[Deine Aufgabe] Führe den Text über die Pfarrerstochter Angelika nach seinem letzten Satz fort.

[Lesetext]
Von den Männern erzählte sie, von sich sah sie ab

Im Skikurs, mit Lilli, Hilde, Lilo, Tutti, Anne.“ Pumphose, Sonnenbrille, offene Haare, die Bretter auf der Schulter balancierend. Angelika, die „winzige“ Pfarrerstochter, 1937, auf Winterfreizeit im Riesengebirge, Gemeinde Krummhübel, Pension Eldorado.

Eine Seite zurück im Album: Angelika mit vielen anderen in Paddelbooten, Station einer Kreuzfahrt mit dem berühmten Flussdampfer Baldur, 1934.

Noch früher, aber ohne Fotonachweis. Warum nicht? Angelika hat sich zur Konfirmation eine Flugreise nach Hamburg gewünscht. Und bekommen. Ein exzentrisches Abenteuer für eine Pfarrerstochter, aber nicht ungewöhnlich für das Elternhaus. Die Wendlands bewohnen das große Pfarrhaus neben der Gethsemane- Kirche in Prenzlauer Berg. Fast täglich kommen Besucher und Gäste, die bewirtet werden und von ihren Erlebnissen berichten.

In Hamburg gelandet, besucht sie Freunde, Angehörige der Reemtsma-Familie. Dort fängt sie das Rauchen an. Angelika wird Kettenraucherin, woran sich niemand stört. Am Ende ihres langen Lebens vergisst sie das Rauchen einfach, eine Folge der Demenz.

Im Album weiter hinten. Angelika als Mitglied im Gymnastik- und Schwimmverein Pankow bei einer Trockengymnastik-Vorführung im Lunapark am Halensee. Die Schwimmerinnen im Badeanzug beugen sich nach vorne rechts, den Arm vorstreckend, mit Fingerzeig, wie in Michelangelos Sixtinischer Kapelle.

Daten zu Referenzausdrücken:

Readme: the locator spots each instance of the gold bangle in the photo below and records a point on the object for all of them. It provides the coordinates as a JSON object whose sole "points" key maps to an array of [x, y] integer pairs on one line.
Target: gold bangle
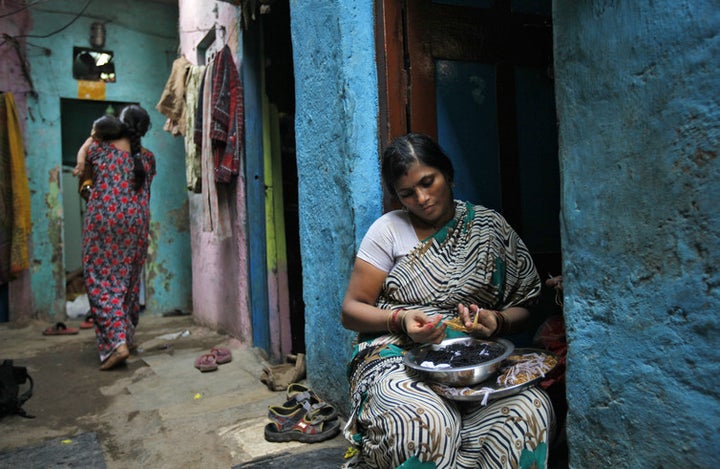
{"points": [[402, 321]]}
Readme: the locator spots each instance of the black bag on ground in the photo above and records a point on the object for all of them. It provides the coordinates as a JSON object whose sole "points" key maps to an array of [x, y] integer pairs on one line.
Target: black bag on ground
{"points": [[11, 378]]}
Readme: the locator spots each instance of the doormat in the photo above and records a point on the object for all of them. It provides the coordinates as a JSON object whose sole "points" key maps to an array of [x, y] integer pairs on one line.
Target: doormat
{"points": [[323, 458], [78, 451]]}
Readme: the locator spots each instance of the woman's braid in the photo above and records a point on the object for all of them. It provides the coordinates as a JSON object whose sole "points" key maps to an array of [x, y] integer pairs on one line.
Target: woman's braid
{"points": [[137, 123]]}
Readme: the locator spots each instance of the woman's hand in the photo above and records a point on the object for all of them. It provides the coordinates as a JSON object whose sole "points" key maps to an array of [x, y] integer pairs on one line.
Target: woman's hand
{"points": [[78, 169], [423, 329], [478, 321]]}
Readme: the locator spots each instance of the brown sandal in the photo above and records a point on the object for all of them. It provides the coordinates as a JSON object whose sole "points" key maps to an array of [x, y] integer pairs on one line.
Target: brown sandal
{"points": [[119, 355]]}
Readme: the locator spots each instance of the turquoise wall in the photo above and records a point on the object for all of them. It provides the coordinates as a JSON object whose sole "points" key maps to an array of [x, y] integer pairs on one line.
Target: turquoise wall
{"points": [[637, 99], [339, 183], [144, 38]]}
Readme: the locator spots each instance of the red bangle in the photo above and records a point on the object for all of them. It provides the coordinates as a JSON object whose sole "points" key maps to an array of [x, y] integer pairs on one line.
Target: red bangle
{"points": [[393, 322]]}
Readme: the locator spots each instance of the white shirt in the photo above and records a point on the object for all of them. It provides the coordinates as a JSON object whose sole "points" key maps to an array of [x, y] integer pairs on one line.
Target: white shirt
{"points": [[388, 240]]}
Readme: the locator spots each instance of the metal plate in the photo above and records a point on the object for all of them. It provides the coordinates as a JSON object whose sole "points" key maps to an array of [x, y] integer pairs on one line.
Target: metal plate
{"points": [[460, 376], [489, 389]]}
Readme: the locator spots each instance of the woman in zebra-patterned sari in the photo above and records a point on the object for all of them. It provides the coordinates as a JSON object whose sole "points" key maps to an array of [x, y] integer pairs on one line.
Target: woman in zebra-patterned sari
{"points": [[435, 259]]}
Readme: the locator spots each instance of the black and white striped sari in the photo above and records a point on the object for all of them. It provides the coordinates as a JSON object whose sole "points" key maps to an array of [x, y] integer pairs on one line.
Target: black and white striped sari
{"points": [[476, 258]]}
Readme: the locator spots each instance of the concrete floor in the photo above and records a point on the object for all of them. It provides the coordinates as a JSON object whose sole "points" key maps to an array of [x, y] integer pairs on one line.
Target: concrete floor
{"points": [[157, 411]]}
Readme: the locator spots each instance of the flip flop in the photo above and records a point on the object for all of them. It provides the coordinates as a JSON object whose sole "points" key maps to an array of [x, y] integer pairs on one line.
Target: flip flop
{"points": [[221, 354], [305, 430], [206, 362], [299, 394], [88, 323], [60, 329], [279, 377]]}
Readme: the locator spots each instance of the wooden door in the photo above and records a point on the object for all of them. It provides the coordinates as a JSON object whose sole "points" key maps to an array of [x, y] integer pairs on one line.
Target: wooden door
{"points": [[477, 76]]}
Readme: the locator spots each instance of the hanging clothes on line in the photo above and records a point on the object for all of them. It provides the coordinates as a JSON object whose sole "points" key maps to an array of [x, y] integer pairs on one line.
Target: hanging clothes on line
{"points": [[15, 221], [226, 117], [214, 208], [172, 99], [193, 169]]}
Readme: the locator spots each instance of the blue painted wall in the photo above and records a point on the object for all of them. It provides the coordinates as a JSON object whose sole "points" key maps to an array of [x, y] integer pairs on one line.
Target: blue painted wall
{"points": [[337, 158], [144, 38], [637, 98]]}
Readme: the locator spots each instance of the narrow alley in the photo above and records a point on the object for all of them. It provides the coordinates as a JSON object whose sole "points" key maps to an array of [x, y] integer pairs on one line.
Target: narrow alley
{"points": [[157, 411]]}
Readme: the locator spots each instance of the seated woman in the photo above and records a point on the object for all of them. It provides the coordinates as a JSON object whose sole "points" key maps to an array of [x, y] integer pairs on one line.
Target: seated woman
{"points": [[434, 260]]}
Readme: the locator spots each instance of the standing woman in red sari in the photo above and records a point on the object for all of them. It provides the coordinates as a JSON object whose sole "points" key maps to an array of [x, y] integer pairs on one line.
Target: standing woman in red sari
{"points": [[115, 234]]}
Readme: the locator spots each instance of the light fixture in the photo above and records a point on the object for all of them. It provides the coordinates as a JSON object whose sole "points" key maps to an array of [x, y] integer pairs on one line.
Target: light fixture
{"points": [[97, 35]]}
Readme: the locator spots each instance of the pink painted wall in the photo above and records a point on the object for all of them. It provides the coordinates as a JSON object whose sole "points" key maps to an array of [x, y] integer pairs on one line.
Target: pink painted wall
{"points": [[12, 80], [219, 265]]}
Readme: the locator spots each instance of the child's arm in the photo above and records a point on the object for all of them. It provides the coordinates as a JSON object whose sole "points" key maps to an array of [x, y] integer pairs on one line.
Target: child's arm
{"points": [[82, 154]]}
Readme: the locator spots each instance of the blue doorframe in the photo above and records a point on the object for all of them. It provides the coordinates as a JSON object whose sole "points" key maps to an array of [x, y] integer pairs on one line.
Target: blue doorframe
{"points": [[255, 186]]}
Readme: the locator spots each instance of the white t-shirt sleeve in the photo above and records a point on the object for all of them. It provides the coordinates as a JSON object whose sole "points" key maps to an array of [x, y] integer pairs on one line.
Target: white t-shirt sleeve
{"points": [[388, 240]]}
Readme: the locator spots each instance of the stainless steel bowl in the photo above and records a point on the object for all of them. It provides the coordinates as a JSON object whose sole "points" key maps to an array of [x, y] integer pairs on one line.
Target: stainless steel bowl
{"points": [[460, 376]]}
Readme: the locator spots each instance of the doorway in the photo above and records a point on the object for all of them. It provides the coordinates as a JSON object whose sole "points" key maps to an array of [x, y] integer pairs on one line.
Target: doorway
{"points": [[280, 90]]}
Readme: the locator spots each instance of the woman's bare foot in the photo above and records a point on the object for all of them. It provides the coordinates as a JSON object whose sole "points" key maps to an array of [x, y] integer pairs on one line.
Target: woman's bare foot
{"points": [[119, 355]]}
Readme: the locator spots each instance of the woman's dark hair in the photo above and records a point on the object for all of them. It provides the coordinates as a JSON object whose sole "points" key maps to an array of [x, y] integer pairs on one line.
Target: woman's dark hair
{"points": [[108, 127], [137, 123], [409, 149]]}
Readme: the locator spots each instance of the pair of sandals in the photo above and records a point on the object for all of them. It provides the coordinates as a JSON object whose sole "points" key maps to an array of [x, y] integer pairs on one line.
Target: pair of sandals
{"points": [[210, 361], [304, 417]]}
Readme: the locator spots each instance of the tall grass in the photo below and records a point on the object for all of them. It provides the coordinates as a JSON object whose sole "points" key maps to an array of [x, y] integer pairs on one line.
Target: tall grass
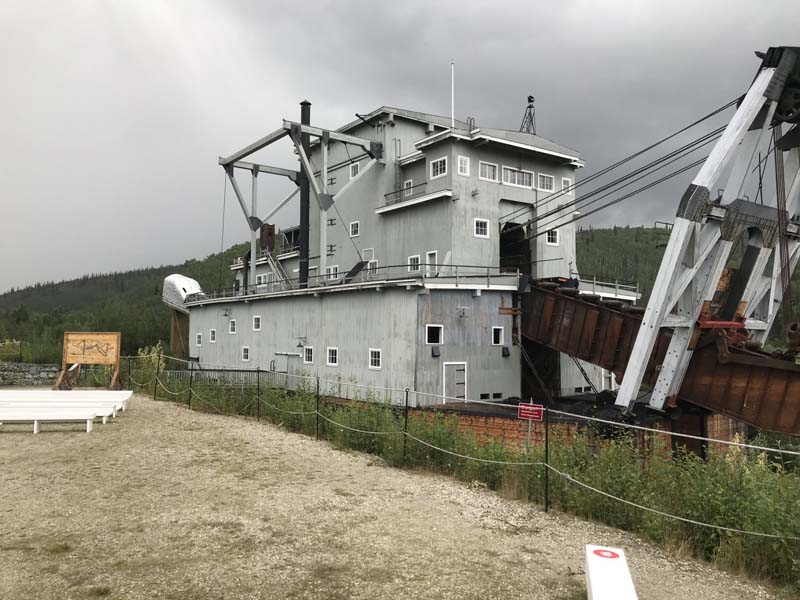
{"points": [[732, 488]]}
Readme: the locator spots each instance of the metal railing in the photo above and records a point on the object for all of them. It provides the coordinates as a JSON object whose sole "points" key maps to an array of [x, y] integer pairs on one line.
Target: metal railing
{"points": [[417, 273]]}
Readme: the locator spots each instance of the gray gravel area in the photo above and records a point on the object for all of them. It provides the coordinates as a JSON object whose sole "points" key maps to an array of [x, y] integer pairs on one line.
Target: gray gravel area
{"points": [[169, 503]]}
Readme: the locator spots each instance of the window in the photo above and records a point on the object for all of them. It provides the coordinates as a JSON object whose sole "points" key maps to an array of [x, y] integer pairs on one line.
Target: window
{"points": [[434, 334], [375, 358], [463, 165], [332, 272], [481, 228], [333, 356], [497, 336], [517, 177], [439, 167], [546, 183], [487, 171], [431, 266]]}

[Lösung zur Aufgabe]
Ein anderes Foto zeigt sie auf einem Traktor, 1935, beim Reichsarbeitsdienst. Eine Pfarrerstochter als Landarbeiterin mit Kopftuch. Eigentlich hat sie Sekretärin gelernt. Na und? „Angelika betreibt keinen emotionalen Aufwand“, sagt ihre Nichte. Wohin das Leben sie stellt, wird sie aktiv. Sie hadert nicht mit dem verengten Frauenbild ihrer Zeit. Die Nazis okkupieren das öffentliche Leben, vertreiben die Juden, schicken ihren Bruder an die Ostfront und in den Tod. Angelika bewegt sich im geschützten Raum ihrer Familie und der Gemeinschaft der Bekennenden Kirche. Sie heiratet einen Theologen und zieht mit ihm ins Pfarrhaus von Senzke im Westhavelland.

Auch Senzke wird ein Schutzraum im Terrorgetriebe des Nazireichs. Zwei jüdische Geschwister, die ihre Mutter im Gemeindehaus versteckt, kommen zu Angelika, wenn die Lage in Berlin zu unsicher wird. Nach den Juden sind es Deserteure, die aufgenommen werden, später die jungen Frauen des Dorfes, die Angst haben vor der Rache der russischen Soldaten. Mehr als 100 Menschen sollen zeitweise bei ihnen im Pfarrhaus gewohnt haben, bewacht von einem Offizier der Roten Armee.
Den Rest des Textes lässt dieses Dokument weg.